__WHAT THE EXERCISE ASKS__. Please reproduce all of the following records word for word, leaving out the pictures.

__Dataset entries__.
###
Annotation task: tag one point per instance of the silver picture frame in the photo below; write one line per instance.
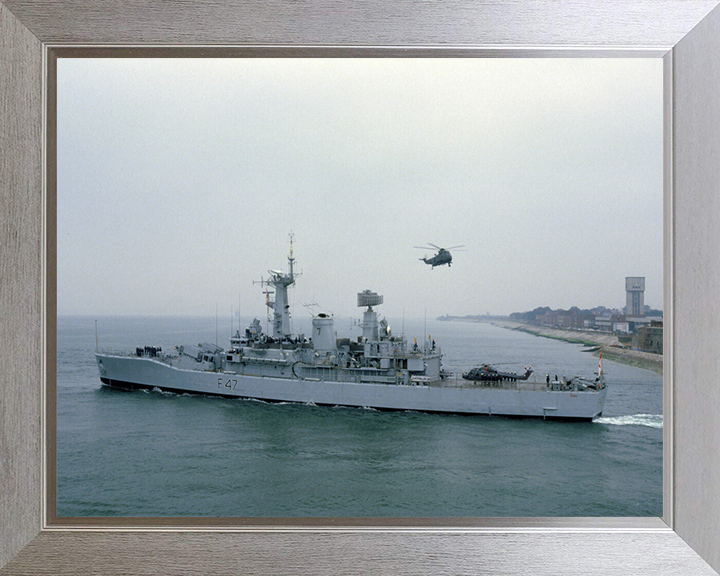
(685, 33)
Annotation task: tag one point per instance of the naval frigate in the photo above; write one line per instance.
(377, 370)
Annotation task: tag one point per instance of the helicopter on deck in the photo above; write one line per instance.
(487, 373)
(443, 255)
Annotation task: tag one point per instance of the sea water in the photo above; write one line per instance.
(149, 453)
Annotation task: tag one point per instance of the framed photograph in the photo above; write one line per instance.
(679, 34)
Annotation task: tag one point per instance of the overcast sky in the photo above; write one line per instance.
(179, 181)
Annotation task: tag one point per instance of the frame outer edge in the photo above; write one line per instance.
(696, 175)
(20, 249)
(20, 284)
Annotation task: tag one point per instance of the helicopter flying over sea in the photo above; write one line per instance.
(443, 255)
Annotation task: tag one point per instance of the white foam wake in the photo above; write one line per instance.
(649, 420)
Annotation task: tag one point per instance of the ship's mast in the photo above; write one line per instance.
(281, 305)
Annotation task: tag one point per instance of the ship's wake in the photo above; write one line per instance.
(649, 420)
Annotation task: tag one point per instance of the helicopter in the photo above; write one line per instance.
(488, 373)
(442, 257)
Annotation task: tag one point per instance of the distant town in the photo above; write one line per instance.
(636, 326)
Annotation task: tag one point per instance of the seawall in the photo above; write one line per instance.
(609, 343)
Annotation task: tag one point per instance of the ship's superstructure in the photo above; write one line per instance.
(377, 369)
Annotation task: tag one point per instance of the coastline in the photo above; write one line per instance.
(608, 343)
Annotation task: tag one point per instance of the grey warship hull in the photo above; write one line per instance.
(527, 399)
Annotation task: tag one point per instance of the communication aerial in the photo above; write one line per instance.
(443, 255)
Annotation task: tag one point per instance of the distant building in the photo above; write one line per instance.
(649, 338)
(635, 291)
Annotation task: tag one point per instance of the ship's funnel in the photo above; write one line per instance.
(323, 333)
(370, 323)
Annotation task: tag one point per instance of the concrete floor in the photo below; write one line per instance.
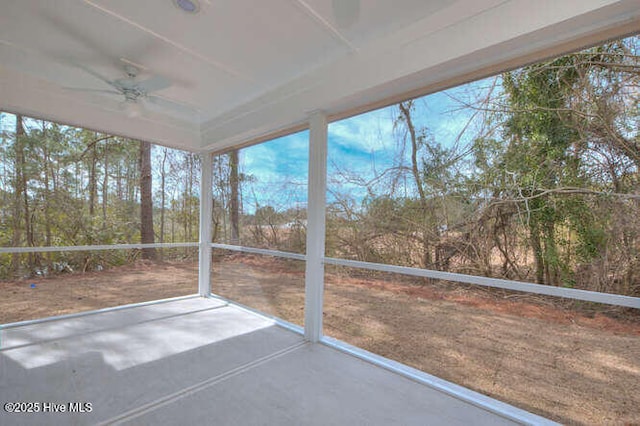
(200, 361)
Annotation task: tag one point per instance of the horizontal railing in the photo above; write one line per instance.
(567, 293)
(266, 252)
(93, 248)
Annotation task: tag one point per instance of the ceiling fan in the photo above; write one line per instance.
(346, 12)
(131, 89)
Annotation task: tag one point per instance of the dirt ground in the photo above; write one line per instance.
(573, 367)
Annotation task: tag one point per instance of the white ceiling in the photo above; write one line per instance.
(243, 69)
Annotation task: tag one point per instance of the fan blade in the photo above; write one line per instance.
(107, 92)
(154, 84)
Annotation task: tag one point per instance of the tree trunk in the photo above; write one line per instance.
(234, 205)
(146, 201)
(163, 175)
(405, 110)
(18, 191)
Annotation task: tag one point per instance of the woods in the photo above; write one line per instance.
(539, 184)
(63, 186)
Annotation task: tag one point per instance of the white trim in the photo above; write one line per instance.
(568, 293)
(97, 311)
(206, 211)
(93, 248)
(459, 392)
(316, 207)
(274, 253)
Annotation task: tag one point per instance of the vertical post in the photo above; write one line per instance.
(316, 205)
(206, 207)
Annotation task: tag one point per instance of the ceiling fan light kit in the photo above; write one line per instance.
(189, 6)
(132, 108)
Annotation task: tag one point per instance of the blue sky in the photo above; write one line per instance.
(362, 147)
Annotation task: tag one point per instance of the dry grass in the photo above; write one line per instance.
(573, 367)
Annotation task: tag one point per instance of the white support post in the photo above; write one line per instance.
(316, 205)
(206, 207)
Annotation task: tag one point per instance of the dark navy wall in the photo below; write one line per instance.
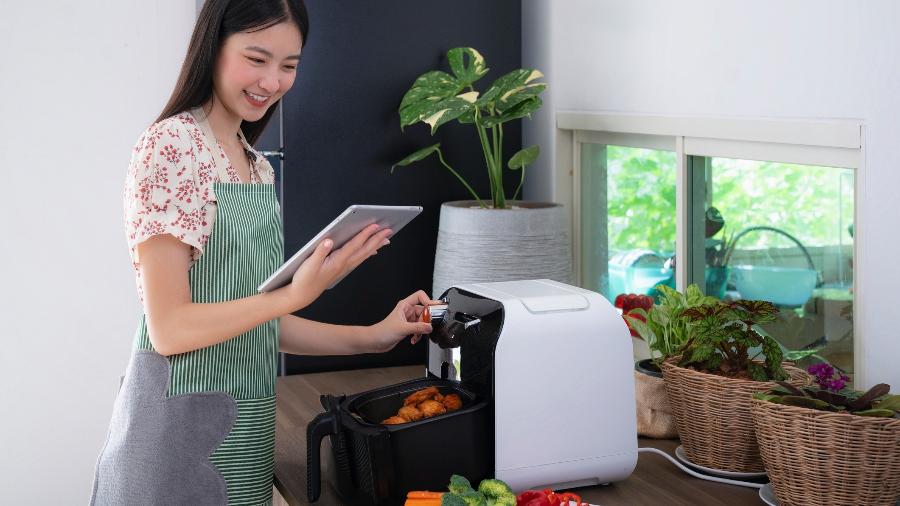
###
__SOLUTION TO THE PROBLEM__.
Annotation task: tag one point per instance of the silver picture frame in the photo below; write one line per instance.
(685, 33)
Annotation task: tag one point per instance of the naval frigate in the photo above; write one line per instance.
(377, 370)
Annotation task: tag one point per instance of the helicopter on deck in the photo above; write one line per instance.
(487, 373)
(443, 255)
Annotation task: tag one point per instance of the sea water in the photo above; write one line per instance.
(149, 453)
Annotation task: tag one point per instance of the framed photograph in the photo above; write one line per instance.
(679, 34)
Annotation task: tag one point per instance of the overcast sky in the photo above; write one line per instance.
(179, 181)
Annotation task: tag one point per instance of the frame outer edge in the photo above; write one line per instance.
(696, 175)
(20, 249)
(20, 284)
Annotation task: tag one point per instance of the helicopter flying over sea in the photo above; write one line per instance.
(443, 255)
Annotation task: tag one point per instance of the white foam wake in the photo above; write one line per instance.
(649, 420)
Annotation task: tag one point per instance of the ship's mast in the photo above; write one line per instance.
(281, 305)
Annotation task: tag one point per instance of the ship's wake in the photo above; write one line per instance.
(649, 420)
Annotation task: tag one point per instance of the helicopter in the photo above; write one line per instance.
(488, 373)
(442, 257)
Annotation task: tag one point per instance of the distant town in the photo above; write one line per instance.
(636, 326)
Annotation task: tag one point per instance of the seawall in the photo above; write one line per instance.
(609, 343)
Annotation task: tag one point per instance of the ship's superstructure in the photo above; write one line per instance.
(377, 369)
Annotation task: tag one point per instance of the coastline in the photo above; write one line per instance.
(608, 343)
Annotation task: tag one point per instance of the grey warship hull in the photo above; write one line per instance.
(527, 399)
Annotation task: tag one point per instance of the communication aerial in the photo above; write one line per instance.
(443, 255)
Annotation task: tag one point per instance of the distant building in the photo above; write one line per instance.
(649, 338)
(635, 291)
Annotation task: tag one point per instance of the ship's funnel in the photo above; write one line per instance.
(323, 333)
(370, 323)
Annotation task: tag one point per instance of the concrete floor in the photo below; write one line per instance.
(200, 361)
Annotation task: tag one point per instance of the horizontal railing in the photo above; write one line per instance.
(567, 293)
(266, 252)
(93, 248)
Annotation task: tag one point per instance of the ceiling fan in the photo above; write one line per instance.
(346, 12)
(131, 89)
Annotation task: tag one point per instance of the dirt ground in the photo above; write one line per instance.
(573, 367)
Annotation task: tag one point per instance of the white ceiling in the photo above; write one line per instance.
(243, 69)
Annotation task: tag one point per instance of the fan blade in the photo above; write one line per instance.
(107, 92)
(154, 84)
Annotation task: tag one point per instance of the tree trunk in the photo above; write one line per instance.
(234, 205)
(146, 201)
(163, 175)
(405, 110)
(18, 191)
Annotation task: tag one point per instance of the woods in the photo above; write one line per instance.
(539, 184)
(63, 186)
Annotation task: tag one point per instance of the white trim in the photo above; write one line per instance.
(568, 293)
(97, 311)
(206, 211)
(93, 248)
(459, 392)
(316, 207)
(274, 253)
Annotation task: tag one point per instance of the vertical post in the photo above; write one line per instance.
(316, 205)
(206, 207)
Annotation task: tag one point per instance of the ceiling fan light kit in the photo above; write one line per instance.
(189, 6)
(132, 108)
Annotation task: tag one point per instance of the blue sky in the photo above; write one line per instance.
(362, 147)
Annotation task: tag one point per instance of the dry grass in the photo above; write one line per instance.
(573, 367)
Annotation task: tag one point per instance of the white support post in the photo above; write one line per instance.
(316, 205)
(206, 207)
Annotation task: tag one point per instance of the dark navy wall in the photo below; write one line per instance.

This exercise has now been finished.